▶ **Input records**:
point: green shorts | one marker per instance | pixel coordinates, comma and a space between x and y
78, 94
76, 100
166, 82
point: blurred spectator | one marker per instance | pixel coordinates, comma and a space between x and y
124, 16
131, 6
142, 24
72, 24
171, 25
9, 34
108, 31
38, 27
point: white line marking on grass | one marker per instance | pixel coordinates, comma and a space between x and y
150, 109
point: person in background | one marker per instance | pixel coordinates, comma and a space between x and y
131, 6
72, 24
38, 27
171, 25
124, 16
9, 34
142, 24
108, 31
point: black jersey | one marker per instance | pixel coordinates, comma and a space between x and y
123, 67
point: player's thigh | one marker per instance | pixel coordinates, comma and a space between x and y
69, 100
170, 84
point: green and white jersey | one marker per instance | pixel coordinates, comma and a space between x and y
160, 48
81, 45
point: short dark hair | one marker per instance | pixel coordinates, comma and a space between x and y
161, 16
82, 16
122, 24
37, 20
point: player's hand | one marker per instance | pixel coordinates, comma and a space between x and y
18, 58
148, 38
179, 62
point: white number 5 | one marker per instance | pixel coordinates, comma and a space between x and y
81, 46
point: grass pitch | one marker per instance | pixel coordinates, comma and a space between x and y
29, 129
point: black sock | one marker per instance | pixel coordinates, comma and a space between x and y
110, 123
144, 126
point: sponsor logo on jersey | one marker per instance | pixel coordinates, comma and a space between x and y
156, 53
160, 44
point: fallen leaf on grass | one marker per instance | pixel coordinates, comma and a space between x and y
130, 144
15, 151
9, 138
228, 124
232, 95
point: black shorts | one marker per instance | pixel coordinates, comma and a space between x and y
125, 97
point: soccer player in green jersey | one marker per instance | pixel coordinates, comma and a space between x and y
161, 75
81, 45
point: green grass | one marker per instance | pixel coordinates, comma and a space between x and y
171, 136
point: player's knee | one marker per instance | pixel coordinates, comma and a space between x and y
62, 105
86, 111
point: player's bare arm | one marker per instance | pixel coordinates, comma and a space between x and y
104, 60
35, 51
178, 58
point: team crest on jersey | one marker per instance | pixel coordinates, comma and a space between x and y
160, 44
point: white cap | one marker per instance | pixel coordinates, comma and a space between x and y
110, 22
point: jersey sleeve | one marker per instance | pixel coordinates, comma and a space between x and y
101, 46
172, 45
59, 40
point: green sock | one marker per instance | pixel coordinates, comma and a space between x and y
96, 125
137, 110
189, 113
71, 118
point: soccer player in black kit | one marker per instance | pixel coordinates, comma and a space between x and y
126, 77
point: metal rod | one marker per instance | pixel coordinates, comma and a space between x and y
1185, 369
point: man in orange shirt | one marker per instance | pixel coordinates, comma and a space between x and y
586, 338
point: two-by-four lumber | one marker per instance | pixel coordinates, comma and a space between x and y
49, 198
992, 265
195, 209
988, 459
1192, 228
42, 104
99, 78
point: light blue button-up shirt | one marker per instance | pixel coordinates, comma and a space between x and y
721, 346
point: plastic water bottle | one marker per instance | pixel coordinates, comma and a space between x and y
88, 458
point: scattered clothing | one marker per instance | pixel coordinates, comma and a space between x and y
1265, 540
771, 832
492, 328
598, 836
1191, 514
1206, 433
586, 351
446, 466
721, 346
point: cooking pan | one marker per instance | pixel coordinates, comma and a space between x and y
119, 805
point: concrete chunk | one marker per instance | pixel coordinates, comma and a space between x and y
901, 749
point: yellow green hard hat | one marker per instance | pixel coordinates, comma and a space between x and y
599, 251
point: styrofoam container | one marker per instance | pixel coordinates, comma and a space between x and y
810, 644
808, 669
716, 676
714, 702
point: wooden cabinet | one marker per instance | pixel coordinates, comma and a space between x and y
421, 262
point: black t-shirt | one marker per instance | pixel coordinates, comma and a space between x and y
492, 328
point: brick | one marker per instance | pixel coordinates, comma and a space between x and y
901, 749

▶ **Direction**:
Reproduce all of the material above, swapping "marker" for "dot" everywhere it appears and leaving every other part unchanged.

▶ **Written response**:
point: green shorts | one dot per instance | pixel coordinates, comma and a space between x and y
78, 94
76, 100
166, 82
point: blurred spectator | one dot per instance | pixel coordinates, comma and a space between x and y
124, 16
131, 6
142, 24
72, 24
171, 25
9, 34
108, 31
38, 27
point: white line marking on grass | one dot per instance | pixel coordinates, comma and a space between x and y
150, 109
point: person in background | one dot per instance | pixel coordinates, comma and a space between x and y
131, 6
72, 24
38, 27
171, 25
124, 16
9, 34
142, 24
108, 31
point: black jersey | one dot per instance | pixel coordinates, comma and a space between x and y
123, 67
point: player's thigh | one dot per instance | pixel coordinates, comma and a space between x and y
69, 100
170, 84
point: green and white jersey | one dot per instance | pixel coordinates, comma and a space between x and y
160, 48
81, 45
point: short dark hair | one dot per instance | pixel coordinates, comma and a space between x and y
161, 16
82, 16
122, 24
37, 20
point: player's hand | one dot per instance | pixel coordinates, comma and a space between x and y
18, 58
148, 38
179, 62
point: white number 5 | one dot per instance | pixel coordinates, comma and a space between x and y
81, 46
point: grass pitch | one dot per instance | pixel coordinates, comma and a space between x and y
29, 129
point: black sock | one dot per instance | pixel coordinates, comma and a space between x and y
110, 123
144, 126
point: sponsor logo on jersey | one dot per instance | pixel coordinates, comma and a space between x and y
156, 53
160, 44
point: fallen leaf on grass | one dot per instance | pixel coordinates, comma and a space between x and y
130, 144
15, 151
9, 138
228, 124
232, 95
point: black shorts | one dot per instance | pixel coordinates, comma and a space between x and y
125, 97
point: soccer player in green jersey | one dot per instance | pixel coordinates, comma and a space between x and y
161, 75
81, 45
point: green grass | one dot per instance | pixel coordinates, comma and a space between x and y
171, 136
point: player's knee | one dot per instance | pixel coordinates, comma and a space between x and y
62, 105
86, 111
point: player's bare arm | one dot per instance | pixel coordinates, comma and a space between x and y
104, 60
35, 51
178, 58
point: team crest on jersey | one dot per instance | pixel coordinates, comma and a space between x and y
160, 44
point: white cap | one dot per instance | pixel coordinates, comma and a space between x and y
110, 22
point: jersey sleeve | one dot per instance | pixel coordinates, comma and a space between x and y
101, 46
172, 45
59, 40
point: green sock | one dot per instance | pixel coordinates, comma and a space between x and y
96, 125
137, 110
189, 113
71, 118
point: soccer player in black kit | one dot per instance | pixel coordinates, comma and a space between x and y
126, 77
point: metal rod | one dot per instance | pixel coordinates, comma and a space between x and y
1185, 369
point: man in orange shirt | one dot per instance | pixel coordinates, comma and a space between x and y
586, 338
point: two-by-four lumber | one dot per instance | pixel coordinates, comma and a space between x and y
49, 198
992, 265
195, 209
988, 459
1192, 228
42, 104
99, 78
point: light blue button-up shirt | one dot per instance | pixel coordinates, comma and a space between x and y
721, 346
point: plastic water bottle | one dot per instance | pixel coordinates, comma and a space between x and y
88, 458
point: scattered clothing | one dot per instance | pixel coordinates, comma and a space between x and y
1265, 540
771, 832
492, 328
598, 836
1191, 514
1206, 433
586, 351
446, 466
721, 346
point: cooking pan | one dot per instance | pixel coordinates, comma and a space between x and y
119, 805
point: concrete chunk | one dot per instance | pixel coordinates, comma and a space between x and y
901, 749
point: yellow green hard hat | one dot per instance | pixel coordinates, comma and a space between x and y
599, 251
point: styrofoam container | one dot per instance | pixel coordinates, comma and a space between x and y
810, 644
808, 669
716, 676
714, 702
point: wooden cabinet | one dot per instance | pixel coordinates, comma and a space between x and y
421, 262
point: black t-shirt | one dot per instance | pixel coordinates, comma and a space between x and y
492, 328
point: brick | one dot per instance | pixel coordinates, comma and a space between x and y
901, 749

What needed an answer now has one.